Whenever a line in the data holds the string "gray", pull that line out.

(Point-per-instance localization data)
▼

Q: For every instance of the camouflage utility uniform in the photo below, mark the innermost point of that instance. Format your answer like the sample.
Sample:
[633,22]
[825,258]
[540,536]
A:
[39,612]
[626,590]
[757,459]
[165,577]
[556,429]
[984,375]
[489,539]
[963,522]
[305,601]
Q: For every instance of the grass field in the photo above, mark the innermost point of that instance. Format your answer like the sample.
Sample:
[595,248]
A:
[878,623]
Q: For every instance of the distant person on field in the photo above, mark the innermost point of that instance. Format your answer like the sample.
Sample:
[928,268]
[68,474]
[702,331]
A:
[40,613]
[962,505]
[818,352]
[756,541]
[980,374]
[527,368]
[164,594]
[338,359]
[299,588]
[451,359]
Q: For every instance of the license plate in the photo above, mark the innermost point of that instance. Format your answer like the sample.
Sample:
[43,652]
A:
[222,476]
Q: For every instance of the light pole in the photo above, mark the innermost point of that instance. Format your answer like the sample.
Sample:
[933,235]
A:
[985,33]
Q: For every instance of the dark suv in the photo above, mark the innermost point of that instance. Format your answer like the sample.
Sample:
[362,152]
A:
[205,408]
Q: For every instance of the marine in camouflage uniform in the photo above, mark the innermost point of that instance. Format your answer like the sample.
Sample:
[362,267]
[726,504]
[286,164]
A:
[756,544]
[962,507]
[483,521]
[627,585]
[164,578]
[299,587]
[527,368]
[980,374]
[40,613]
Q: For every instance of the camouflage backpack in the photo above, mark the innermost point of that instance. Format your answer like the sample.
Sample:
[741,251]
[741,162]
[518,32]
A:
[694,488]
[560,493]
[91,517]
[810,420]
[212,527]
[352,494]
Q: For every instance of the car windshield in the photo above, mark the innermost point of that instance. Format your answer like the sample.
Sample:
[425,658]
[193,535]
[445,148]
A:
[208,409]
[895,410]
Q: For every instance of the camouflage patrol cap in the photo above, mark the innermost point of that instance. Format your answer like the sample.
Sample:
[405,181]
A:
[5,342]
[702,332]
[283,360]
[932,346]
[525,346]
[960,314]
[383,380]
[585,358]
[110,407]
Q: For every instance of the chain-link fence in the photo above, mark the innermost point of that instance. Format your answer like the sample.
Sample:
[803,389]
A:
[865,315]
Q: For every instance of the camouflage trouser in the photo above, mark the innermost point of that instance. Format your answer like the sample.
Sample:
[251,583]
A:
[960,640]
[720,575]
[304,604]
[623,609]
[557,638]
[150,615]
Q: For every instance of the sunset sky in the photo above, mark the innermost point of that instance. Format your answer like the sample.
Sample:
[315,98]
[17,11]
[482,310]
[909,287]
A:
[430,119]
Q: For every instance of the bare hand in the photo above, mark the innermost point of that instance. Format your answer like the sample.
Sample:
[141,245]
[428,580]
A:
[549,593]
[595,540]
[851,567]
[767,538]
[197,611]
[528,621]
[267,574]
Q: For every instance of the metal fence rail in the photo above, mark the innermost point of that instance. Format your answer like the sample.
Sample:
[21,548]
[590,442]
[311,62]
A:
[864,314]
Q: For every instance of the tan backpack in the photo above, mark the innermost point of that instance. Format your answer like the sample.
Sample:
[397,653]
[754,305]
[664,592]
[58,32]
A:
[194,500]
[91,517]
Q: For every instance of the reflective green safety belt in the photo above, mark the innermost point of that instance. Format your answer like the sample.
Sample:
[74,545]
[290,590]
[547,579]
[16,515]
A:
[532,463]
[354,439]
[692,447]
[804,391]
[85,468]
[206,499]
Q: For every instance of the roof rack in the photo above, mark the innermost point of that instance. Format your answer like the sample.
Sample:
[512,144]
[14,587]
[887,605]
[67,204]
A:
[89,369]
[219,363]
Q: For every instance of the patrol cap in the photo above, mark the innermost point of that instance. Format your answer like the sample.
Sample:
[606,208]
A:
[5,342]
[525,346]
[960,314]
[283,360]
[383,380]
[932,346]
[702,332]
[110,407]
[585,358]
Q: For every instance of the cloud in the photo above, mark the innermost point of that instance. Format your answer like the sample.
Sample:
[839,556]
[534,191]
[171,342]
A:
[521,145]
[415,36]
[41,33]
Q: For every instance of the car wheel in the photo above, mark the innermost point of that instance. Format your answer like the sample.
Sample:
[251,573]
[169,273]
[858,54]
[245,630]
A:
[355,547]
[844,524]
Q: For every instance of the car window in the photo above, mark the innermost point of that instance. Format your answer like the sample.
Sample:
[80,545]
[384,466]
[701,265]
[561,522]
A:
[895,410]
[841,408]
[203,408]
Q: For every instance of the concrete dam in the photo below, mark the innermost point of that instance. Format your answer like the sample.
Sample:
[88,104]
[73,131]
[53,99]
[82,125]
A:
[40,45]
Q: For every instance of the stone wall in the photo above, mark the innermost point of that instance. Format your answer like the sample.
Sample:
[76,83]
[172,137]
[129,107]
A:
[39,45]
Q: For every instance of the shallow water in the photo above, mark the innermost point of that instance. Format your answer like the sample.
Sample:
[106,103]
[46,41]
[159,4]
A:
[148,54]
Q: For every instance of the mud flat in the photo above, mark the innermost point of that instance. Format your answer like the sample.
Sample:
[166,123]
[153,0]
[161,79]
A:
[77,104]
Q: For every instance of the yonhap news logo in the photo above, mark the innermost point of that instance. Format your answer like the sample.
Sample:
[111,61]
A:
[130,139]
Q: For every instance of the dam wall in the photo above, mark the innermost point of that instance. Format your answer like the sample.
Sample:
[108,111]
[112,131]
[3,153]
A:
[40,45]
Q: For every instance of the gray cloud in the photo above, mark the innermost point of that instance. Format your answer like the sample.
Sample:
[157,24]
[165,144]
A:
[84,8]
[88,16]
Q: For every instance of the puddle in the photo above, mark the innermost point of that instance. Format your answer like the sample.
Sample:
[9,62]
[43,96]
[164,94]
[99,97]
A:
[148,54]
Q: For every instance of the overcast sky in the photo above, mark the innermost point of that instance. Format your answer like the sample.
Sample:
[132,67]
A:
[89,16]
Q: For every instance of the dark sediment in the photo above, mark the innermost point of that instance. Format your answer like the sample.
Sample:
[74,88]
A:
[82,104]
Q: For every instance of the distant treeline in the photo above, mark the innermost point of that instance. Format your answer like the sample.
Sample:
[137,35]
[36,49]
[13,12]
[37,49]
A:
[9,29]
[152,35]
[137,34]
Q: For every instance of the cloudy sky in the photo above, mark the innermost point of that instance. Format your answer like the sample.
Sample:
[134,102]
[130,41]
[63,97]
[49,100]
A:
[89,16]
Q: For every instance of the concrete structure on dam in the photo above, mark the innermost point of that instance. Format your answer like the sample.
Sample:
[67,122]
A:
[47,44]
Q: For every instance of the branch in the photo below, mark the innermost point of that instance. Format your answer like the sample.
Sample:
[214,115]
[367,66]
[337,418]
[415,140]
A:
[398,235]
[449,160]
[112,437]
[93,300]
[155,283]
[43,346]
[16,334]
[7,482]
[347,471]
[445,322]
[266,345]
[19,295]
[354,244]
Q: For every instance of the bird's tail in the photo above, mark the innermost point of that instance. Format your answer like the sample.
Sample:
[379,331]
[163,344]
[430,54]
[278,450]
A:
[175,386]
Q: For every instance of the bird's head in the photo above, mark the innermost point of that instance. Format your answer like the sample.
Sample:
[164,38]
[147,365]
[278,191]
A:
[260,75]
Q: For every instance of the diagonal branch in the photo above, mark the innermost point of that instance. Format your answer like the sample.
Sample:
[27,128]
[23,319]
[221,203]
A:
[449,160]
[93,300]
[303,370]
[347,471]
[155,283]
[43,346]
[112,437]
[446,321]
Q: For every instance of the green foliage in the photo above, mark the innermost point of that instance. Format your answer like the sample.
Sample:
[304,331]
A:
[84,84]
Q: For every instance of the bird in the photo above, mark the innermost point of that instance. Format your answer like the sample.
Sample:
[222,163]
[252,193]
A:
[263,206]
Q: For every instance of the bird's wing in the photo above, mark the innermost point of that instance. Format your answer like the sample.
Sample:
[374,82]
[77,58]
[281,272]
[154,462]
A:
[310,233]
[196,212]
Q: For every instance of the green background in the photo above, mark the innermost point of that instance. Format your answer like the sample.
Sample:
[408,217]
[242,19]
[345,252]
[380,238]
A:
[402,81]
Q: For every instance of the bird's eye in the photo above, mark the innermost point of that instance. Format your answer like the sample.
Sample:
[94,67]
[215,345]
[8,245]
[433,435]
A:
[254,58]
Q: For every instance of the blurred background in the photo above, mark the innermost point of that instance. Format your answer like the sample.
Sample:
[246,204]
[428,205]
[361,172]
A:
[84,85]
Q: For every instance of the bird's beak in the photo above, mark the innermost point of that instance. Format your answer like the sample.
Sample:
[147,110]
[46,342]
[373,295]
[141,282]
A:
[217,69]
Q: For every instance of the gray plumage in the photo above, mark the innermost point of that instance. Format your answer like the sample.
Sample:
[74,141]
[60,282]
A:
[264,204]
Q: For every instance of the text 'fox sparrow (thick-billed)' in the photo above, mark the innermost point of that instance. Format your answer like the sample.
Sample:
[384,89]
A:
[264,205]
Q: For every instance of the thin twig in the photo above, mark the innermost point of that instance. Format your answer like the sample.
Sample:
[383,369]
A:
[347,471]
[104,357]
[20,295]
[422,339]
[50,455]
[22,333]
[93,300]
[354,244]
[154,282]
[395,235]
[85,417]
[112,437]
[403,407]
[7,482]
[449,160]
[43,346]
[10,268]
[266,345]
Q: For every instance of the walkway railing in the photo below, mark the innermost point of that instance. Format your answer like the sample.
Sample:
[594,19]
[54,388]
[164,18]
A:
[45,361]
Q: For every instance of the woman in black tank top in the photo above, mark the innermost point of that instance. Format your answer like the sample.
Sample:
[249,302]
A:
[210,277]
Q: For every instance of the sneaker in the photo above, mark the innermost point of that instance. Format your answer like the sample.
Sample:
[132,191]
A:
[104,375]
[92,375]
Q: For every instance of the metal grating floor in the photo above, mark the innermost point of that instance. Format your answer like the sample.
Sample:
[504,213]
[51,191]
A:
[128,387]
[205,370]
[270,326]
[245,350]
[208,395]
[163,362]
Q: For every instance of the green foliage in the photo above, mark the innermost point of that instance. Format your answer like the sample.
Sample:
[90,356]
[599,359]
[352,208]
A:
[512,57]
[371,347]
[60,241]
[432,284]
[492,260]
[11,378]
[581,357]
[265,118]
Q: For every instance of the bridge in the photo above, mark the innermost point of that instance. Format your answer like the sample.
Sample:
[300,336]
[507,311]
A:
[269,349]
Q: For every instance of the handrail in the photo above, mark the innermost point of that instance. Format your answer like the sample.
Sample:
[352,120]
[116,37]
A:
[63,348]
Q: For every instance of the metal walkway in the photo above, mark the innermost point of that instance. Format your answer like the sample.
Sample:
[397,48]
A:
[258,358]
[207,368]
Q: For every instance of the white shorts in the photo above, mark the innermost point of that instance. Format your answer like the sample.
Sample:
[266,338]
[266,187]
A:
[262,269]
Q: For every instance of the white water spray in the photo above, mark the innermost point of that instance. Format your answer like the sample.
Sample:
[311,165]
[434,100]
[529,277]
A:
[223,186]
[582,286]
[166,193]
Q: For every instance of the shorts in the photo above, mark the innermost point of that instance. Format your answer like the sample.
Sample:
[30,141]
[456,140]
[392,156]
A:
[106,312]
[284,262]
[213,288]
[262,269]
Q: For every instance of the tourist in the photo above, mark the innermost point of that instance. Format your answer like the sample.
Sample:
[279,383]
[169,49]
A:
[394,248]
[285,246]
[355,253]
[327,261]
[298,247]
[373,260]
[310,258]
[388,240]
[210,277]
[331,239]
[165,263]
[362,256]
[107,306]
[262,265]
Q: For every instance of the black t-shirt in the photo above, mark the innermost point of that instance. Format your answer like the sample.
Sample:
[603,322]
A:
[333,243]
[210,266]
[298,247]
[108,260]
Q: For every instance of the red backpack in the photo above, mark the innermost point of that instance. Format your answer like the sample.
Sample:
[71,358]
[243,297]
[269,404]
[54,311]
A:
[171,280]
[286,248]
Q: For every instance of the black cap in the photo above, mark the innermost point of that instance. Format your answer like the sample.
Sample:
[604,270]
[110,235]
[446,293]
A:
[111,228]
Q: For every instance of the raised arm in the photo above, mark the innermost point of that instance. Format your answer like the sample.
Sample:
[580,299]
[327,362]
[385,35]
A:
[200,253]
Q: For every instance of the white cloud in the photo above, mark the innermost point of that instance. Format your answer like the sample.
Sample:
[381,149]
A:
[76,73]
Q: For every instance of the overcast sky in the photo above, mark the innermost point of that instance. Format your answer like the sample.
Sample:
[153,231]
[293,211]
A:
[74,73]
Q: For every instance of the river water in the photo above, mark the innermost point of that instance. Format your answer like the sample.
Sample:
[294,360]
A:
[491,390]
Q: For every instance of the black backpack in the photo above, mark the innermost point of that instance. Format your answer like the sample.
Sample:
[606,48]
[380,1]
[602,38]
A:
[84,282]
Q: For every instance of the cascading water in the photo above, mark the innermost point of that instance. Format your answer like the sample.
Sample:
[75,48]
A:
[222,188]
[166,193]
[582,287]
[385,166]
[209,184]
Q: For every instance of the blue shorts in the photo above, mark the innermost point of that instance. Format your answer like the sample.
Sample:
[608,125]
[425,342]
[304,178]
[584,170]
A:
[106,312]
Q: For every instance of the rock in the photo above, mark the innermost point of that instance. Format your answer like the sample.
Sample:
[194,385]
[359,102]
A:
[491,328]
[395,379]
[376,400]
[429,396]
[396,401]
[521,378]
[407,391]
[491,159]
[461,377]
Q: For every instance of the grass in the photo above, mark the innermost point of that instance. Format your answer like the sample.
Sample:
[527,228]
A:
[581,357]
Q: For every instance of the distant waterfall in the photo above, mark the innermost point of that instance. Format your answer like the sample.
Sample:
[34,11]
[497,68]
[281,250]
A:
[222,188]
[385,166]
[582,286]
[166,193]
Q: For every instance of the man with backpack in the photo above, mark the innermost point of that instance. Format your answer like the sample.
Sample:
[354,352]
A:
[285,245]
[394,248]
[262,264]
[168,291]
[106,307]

▲

■ **Response to the exercise**:
Q: For every instance of the gray cloud in the photo above, mark the innermost point of that instance. Format your answer like the sample.
Q: For every instance of the gray plumage in the photo above, mark the innermost point of that instance. Format your answer like the sample.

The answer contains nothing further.